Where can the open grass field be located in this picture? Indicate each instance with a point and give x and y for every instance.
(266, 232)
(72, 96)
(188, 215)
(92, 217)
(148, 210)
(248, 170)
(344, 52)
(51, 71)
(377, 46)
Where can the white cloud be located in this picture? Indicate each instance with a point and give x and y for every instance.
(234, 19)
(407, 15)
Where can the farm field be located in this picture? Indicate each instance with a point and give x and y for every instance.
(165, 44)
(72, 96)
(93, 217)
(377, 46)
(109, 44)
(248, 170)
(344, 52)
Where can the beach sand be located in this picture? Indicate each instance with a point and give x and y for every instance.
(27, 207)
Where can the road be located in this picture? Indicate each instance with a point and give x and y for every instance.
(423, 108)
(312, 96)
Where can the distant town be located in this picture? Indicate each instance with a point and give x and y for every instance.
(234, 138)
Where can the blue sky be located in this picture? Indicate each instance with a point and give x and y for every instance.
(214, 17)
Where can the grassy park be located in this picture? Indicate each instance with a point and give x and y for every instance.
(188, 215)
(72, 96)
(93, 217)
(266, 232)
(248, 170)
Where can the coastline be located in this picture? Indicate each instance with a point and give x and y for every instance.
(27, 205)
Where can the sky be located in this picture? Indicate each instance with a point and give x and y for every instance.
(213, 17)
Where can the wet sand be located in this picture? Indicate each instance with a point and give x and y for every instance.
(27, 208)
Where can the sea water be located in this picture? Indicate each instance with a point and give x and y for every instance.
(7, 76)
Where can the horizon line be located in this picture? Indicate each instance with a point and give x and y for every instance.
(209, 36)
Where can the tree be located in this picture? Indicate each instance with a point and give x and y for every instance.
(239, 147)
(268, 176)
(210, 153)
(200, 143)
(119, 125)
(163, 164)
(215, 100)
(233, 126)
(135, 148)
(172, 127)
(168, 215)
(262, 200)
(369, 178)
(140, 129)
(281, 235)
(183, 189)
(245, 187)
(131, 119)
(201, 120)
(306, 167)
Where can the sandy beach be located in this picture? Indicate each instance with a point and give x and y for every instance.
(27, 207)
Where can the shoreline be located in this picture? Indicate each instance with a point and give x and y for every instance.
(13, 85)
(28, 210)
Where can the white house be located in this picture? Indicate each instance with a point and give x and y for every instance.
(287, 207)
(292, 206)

===

**DIRECTIONS FOR THIS TASK**
Starting at the line containing "Where can the white house" and ending at the final line of the records, set out those lines as a numbered list, omitting any blank lines.

**COMPLETE RESPONSE**
1. Where can the white house be located in this picture? Indicate each instance with a point and give x and y for every instance.
2. (287, 207)
3. (292, 206)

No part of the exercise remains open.